**SHORT EXERCISE**
Extract the full set of records, then give each one again exactly.

**DATA TO USE**
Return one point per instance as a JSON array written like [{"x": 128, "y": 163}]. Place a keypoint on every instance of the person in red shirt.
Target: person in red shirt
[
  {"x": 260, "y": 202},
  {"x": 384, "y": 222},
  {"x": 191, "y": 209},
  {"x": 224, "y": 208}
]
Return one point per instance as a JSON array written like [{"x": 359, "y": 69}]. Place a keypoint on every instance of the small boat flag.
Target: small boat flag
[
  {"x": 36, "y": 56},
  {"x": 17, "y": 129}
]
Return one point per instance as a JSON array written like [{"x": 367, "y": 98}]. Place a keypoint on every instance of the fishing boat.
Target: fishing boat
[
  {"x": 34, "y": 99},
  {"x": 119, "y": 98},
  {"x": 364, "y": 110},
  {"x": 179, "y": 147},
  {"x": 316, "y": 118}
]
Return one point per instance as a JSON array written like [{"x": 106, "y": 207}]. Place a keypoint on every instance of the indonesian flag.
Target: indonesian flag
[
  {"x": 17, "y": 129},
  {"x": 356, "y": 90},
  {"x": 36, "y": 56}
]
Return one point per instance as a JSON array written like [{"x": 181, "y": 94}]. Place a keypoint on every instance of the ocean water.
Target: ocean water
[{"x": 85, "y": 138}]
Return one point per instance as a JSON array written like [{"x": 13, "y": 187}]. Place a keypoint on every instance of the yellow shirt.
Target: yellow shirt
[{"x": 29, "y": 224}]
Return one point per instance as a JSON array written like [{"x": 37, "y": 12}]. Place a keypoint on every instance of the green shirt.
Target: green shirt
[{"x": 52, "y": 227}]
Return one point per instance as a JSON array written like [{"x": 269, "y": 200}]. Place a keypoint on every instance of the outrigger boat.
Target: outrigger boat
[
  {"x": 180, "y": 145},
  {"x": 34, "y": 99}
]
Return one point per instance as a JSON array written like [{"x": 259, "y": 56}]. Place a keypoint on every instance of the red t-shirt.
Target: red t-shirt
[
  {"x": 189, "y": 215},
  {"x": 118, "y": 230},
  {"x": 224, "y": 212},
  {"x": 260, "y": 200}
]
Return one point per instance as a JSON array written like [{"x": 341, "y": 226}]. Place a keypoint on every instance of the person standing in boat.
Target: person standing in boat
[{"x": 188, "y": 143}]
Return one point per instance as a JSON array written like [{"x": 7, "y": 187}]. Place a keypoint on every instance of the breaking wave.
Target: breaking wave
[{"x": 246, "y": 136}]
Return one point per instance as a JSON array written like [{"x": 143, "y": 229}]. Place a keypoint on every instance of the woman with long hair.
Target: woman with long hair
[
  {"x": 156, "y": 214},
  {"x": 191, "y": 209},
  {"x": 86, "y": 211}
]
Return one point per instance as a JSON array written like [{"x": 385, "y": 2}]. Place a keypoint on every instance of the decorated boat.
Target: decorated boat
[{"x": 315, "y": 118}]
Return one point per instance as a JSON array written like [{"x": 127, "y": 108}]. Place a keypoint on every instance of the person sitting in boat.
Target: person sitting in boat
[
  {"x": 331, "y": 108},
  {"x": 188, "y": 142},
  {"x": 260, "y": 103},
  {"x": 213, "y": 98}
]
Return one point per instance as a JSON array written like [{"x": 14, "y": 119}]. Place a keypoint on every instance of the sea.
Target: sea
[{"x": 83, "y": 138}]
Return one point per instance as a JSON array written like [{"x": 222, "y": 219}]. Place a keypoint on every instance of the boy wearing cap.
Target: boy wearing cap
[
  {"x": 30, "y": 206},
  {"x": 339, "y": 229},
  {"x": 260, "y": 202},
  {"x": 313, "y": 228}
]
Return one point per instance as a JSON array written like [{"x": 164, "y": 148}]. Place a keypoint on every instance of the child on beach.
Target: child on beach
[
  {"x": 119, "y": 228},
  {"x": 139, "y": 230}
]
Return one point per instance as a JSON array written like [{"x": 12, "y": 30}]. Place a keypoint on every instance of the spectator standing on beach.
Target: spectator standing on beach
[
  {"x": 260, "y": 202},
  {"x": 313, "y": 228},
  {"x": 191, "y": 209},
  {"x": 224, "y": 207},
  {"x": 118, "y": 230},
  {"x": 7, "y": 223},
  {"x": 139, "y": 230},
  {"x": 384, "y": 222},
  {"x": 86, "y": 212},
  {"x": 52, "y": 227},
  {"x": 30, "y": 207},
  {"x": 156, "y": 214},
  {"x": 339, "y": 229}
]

**WRITTEN SOLUTION**
Return one point per instance as a JSON array written like [{"x": 128, "y": 163}]. Place a keypoint on every instance of the person in red shirt.
Target: person in red shirt
[
  {"x": 260, "y": 202},
  {"x": 384, "y": 222},
  {"x": 191, "y": 209},
  {"x": 224, "y": 208}
]
Return one point per instance as a JSON array written like [{"x": 359, "y": 69}]. Place a keypoint on every instance of the small boat flag.
Target: small boat flag
[
  {"x": 36, "y": 56},
  {"x": 17, "y": 129}
]
Return one point per instance as a JSON array written like [{"x": 367, "y": 98}]. Place a keypoint on every instance of the fishing boat.
Target: fishing boat
[
  {"x": 34, "y": 99},
  {"x": 119, "y": 98},
  {"x": 364, "y": 110},
  {"x": 179, "y": 147},
  {"x": 316, "y": 118}
]
Return one point per instance as a JSON array written like [{"x": 106, "y": 207}]. Place a keypoint on every instance of the indonesian flag.
Target: indonesian flag
[
  {"x": 17, "y": 129},
  {"x": 356, "y": 90},
  {"x": 36, "y": 56}
]
Return one point per instance as a JSON array written like [{"x": 181, "y": 94}]. Place a keypoint on every instance of the ocean water.
Target: ocean water
[{"x": 85, "y": 138}]
Return one point per instance as a JSON array written like [{"x": 13, "y": 187}]. Place a keypoint on every instance of the yellow shirt.
Target: yellow shirt
[{"x": 29, "y": 224}]
Return one point per instance as a JSON array written like [{"x": 37, "y": 12}]. Place a keypoint on every instance of the green shirt.
Target: green shirt
[{"x": 52, "y": 227}]
Return one point per instance as a JSON array written like [{"x": 269, "y": 200}]. Place a keypoint on every instance of the outrigger boat.
Target: outrigger boat
[
  {"x": 180, "y": 145},
  {"x": 34, "y": 99}
]
Return one point per instance as a JSON array written like [{"x": 259, "y": 56}]. Place a keypoint on every instance of the red t-shirt.
Target: red t-shirt
[
  {"x": 189, "y": 215},
  {"x": 118, "y": 230},
  {"x": 224, "y": 212},
  {"x": 260, "y": 200}
]
Return one point per instance as a JSON array written like [{"x": 341, "y": 226}]. Place a keypoint on every instance of the person standing in boat.
Target: person standing in boat
[{"x": 188, "y": 143}]
Return one point per instance as a JSON array written like [{"x": 7, "y": 187}]. Place a keypoint on every instance of the breaking wave.
Target: breaking wave
[{"x": 246, "y": 136}]
Return one point per instance as a JSON array written like [{"x": 143, "y": 229}]. Place a keypoint on every instance of the woman with long hair.
Target: woman with long hair
[
  {"x": 156, "y": 214},
  {"x": 191, "y": 209},
  {"x": 86, "y": 211}
]
Return one point per instance as a JSON array written like [{"x": 385, "y": 2}]. Place a keypoint on every instance of the decorated boat.
Target: decorated boat
[{"x": 315, "y": 118}]
Return one point per instance as a JSON array written like [{"x": 127, "y": 108}]. Place a keypoint on every instance of the person sitting in boat.
Target: person sitting in boat
[
  {"x": 331, "y": 108},
  {"x": 188, "y": 142},
  {"x": 260, "y": 103},
  {"x": 213, "y": 98}
]
Return one point per instance as a JSON array written like [{"x": 14, "y": 119}]. Place a keypoint on every instance of the sea.
Target: sea
[{"x": 83, "y": 138}]
Return one point per instance as a JSON array written like [{"x": 222, "y": 219}]. Place a keypoint on every instance of the boy wearing cap.
Target: boy wearing cap
[
  {"x": 30, "y": 206},
  {"x": 339, "y": 229},
  {"x": 260, "y": 202},
  {"x": 313, "y": 228}
]
Return one point per instance as a JSON array written like [{"x": 164, "y": 148}]. Place a keypoint on every instance of the child on beach.
Target: child on beach
[
  {"x": 119, "y": 228},
  {"x": 139, "y": 230}
]
Return one point per instance as a JSON array written like [{"x": 12, "y": 30}]. Place a keypoint on every instance of the spectator standing on beach.
Target: spectator standing on beach
[
  {"x": 260, "y": 202},
  {"x": 313, "y": 228},
  {"x": 191, "y": 209},
  {"x": 224, "y": 207},
  {"x": 118, "y": 230},
  {"x": 7, "y": 223},
  {"x": 139, "y": 230},
  {"x": 384, "y": 222},
  {"x": 86, "y": 212},
  {"x": 52, "y": 227},
  {"x": 30, "y": 207},
  {"x": 156, "y": 214},
  {"x": 339, "y": 229}
]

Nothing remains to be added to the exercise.